* _SUPPLIED DATA_
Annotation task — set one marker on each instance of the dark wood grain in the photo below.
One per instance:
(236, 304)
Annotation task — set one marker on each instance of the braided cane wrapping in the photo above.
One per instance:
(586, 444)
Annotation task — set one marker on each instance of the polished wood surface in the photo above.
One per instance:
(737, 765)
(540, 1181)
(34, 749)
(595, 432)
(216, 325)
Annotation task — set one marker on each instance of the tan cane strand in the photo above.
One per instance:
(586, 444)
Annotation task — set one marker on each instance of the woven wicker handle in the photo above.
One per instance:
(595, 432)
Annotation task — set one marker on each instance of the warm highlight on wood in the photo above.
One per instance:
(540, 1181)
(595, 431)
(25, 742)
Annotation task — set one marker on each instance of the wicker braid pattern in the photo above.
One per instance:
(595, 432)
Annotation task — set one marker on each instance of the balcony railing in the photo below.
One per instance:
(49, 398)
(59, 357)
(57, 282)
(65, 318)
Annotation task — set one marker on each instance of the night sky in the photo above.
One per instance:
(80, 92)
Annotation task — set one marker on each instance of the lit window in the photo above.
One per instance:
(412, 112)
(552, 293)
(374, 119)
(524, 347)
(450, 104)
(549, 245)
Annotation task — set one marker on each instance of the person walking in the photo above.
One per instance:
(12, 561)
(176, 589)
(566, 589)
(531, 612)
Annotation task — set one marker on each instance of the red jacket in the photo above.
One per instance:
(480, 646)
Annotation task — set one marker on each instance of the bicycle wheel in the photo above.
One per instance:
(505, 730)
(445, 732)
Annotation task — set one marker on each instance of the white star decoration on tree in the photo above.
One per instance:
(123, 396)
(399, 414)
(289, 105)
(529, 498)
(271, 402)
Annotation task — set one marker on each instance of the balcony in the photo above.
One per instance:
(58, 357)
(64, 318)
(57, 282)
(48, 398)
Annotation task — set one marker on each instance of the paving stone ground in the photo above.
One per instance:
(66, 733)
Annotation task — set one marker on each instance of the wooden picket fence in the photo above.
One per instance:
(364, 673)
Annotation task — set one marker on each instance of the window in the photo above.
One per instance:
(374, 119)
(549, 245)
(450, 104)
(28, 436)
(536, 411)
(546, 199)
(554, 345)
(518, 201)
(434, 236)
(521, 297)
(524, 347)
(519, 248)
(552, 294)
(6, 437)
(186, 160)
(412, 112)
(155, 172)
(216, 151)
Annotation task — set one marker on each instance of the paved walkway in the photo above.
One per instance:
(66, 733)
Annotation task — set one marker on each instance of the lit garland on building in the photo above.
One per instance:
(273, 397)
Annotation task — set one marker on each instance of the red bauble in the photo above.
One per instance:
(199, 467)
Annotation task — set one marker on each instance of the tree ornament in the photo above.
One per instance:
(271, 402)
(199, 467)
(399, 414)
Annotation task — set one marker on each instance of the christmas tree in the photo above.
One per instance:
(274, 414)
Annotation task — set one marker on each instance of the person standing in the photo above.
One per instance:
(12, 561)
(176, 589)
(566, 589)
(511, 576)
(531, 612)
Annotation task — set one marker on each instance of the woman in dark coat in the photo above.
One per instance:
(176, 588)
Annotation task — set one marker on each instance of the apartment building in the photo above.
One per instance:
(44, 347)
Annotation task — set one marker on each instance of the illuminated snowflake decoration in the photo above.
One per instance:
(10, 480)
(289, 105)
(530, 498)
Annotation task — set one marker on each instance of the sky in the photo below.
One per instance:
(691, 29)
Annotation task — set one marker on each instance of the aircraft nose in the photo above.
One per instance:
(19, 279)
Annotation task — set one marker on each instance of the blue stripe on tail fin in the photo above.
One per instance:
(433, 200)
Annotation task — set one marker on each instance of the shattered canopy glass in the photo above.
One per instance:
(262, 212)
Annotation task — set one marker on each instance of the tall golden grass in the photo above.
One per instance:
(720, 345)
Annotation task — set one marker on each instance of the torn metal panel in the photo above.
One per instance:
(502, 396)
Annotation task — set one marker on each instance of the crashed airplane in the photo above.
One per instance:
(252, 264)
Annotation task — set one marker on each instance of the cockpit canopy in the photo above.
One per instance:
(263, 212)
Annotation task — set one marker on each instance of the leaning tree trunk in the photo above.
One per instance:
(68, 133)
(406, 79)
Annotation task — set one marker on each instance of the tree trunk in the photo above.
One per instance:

* _EXERCISE OBJECTIVE_
Can you swap "marker" for "point" in the rows starting at the line that contains "fin in the photo above." and ending at the last of the rows, then give back only those lines with nothing else changed?

* _RESULT_
Annotation task — set one point on each instance of the blue stripe on tail fin in the photo above.
One per instance:
(433, 200)
Annotation task — set one point on each instance of the shattered canopy glass in the photo above.
One per instance:
(262, 212)
Annotation task — set one point on each instance of the tall golden grass in the photo above.
One per instance:
(720, 345)
Annotation task — set one point on each instance of the torn metal panel in the photo above.
One per instance:
(502, 396)
Annotation task — set one point on each instance of the crashed airplane in the photo above.
One per instance:
(252, 264)
Annotation task — set one point on each instance of the cockpit canopy in the photo above.
One per instance:
(263, 212)
Annotation task — set one point on each instance of the leaning tree trunk in the photo above.
One per instance:
(68, 133)
(406, 79)
Annotation task — set one point on each instance of the tree trunk in the photo above.
One per instance:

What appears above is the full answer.